_TEXTO PROPORCIONADO_.
+--

Pero antes fui a su trabajo, donde una de sus compañeras celebraba su cumpleaños, con tarta, galletas y dulces de esos que aquí en Barcelona no tenemos y que tanto hecho de menos, con ese hojaldre, la crema de pistacho y sudando miel.
El resultado de las elecciones se acababa de conocer y no se hablaba de nada más. Todos los trabajadores eran jóvenes y tenían mucha esperanza en el futuro, en que su país por fin, después de la época colonial y de sufrir dos reyes absolutistas y egocéntricos, salía adelante. Eran jóvenes, como la generación de mis padres, quienes con el esfuerzo en los estudios y en llevar una vida sin muchos lujos ni privilegios les llevaría a un trabajo donde cada vez pudieran tomar más responsabilidades y más remuneración. En cambio, unos quilómetros más al norte, otra generación, una que casi no le falto de nada durante su infancia, y aun así no se sació en una adolescencia consumista que llevo al endeudamiento asfixiante que tanto nos lastra y que no cambia al tendencia de tantos y tantos caprichos envenenados, esa generación se desanima y deja de buscar trabajo y empieza a vivir de la picaresca que tanto daño aun más nos puede llegar a hacer.
Pero vamos a relajarnos en la hammam. Primero de todo hay que empaquetar todo lo que se necesita: toalla, chancletas (si, porque eso debe ser un nido de...), cubos como los que se usan para hacer castillos de arena, botellas con agua (que se recalentaran y tendrán gusto a demonios), una esponjas que sirven para expoliar, una toalla pequeña para cubrirte el pelo cuando vas para casa y jabón.
Primero se deben comprar los tíquets, eso se hace en la calle, como si de una taquilla de cine se tratara. Entonces se llega al vestuario, que está en el mismo recibidor, allí uno se cambia y le da una propina a un señor para que te guarde la ropa y te de un gran cubo de agua.
Se entra a una sala abovedada, con una pared de azulejos blancos, después, de un metro y medio de azulejos empieza una pintura de cal rosada hasta la punta superior del techo. Varias tuberías conducen agua a través de la pared y un pequeño conducto recoge por la pared el agua sucia.
Cuando llegué me sorprendió como dos hombre realizaban ejercicios de estiramiento uno encima de otros, para que se hagan una idea, al más puro estilo de lucha greco-romana, también los padres limpiaban al milímetro a sus hijos, y otros dos adolescentes hablaban de marranadas y hacían reír a todo el mundo, excepto unos señores con la barba muy larga que se fueron.
Uno debe llenar el cubo grande con agua del grifo e írselo esparciendo por el cuerpo con los cubitos para hacer castillos de arena que se hayan traído de casa. Luego, se tumba y se relaja. Luego el compañero que haya venido contigo te empieza a limpiar y te saca la piel muerta, puesto que aquí la limpieza se hace por exfoliación y sudoración en lugar de con jabón.

+--

_ÍTEMS ENUMERADOS_.
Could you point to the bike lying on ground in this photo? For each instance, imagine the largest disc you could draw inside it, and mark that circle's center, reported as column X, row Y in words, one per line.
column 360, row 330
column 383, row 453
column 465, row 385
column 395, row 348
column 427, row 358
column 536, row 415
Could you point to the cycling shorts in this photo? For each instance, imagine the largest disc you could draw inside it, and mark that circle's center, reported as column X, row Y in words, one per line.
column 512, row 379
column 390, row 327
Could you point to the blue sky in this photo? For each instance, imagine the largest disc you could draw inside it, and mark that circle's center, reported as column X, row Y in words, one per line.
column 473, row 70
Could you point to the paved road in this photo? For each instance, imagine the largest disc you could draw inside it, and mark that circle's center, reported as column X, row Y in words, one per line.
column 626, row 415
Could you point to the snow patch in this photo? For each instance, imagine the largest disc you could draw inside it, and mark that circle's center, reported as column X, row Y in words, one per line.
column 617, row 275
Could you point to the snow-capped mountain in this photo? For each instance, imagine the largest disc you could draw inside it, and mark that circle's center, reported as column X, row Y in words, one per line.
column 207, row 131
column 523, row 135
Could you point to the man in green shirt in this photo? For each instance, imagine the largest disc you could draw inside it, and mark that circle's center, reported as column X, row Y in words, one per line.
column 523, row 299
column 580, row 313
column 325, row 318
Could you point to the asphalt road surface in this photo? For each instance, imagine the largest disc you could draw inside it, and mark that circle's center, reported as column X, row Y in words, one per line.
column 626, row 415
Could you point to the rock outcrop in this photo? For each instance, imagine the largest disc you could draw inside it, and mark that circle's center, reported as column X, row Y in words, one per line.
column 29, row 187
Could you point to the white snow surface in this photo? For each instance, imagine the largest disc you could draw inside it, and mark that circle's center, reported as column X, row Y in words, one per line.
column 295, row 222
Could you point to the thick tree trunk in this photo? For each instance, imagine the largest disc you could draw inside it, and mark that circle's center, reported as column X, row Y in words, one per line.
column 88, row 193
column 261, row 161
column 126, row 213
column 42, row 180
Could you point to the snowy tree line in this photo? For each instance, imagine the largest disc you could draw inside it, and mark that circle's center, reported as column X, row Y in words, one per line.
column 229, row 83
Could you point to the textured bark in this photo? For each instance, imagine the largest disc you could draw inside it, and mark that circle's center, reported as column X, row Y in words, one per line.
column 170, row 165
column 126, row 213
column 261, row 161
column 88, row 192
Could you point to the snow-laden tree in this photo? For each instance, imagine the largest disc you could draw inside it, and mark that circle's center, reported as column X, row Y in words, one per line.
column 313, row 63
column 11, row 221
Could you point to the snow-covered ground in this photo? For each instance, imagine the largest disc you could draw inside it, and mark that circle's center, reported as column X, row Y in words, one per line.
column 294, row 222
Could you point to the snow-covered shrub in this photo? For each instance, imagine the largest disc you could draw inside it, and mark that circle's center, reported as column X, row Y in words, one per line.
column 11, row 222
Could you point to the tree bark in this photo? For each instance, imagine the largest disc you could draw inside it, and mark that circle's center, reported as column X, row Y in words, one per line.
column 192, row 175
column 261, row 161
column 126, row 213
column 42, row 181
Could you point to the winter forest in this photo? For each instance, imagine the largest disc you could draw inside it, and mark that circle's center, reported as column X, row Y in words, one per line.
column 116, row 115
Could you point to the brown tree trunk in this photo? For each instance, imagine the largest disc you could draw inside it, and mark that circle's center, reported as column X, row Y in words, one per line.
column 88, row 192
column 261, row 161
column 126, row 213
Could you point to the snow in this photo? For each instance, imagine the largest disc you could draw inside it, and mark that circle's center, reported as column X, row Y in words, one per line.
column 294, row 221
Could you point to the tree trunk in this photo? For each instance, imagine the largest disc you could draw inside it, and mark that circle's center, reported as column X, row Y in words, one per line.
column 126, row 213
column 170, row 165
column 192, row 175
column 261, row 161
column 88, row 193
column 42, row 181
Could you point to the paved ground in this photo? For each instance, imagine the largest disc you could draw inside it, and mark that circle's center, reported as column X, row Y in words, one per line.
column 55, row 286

+--

_ENUNCIADO DE LA TAREA_.
Devuelve, sin ningún cambio, el fragmento del texto proporcionado que empieza en "Pero vamos a" y termina en "casa y jabón.".

_RESULTADO ESPERADO_.
Pero vamos a relajarnos en la hammam. Primero de todo hay que empaquetar todo lo que se necesita: toalla, chancletas (si, porque eso debe ser un nido de...), cubos como los que se usan para hacer castillos de arena, botellas con agua (que se recalentaran y tendrán gusto a demonios), una esponjas que sirven para expoliar, una toalla pequeña para cubrirte el pelo cuando vas para casa y jabón.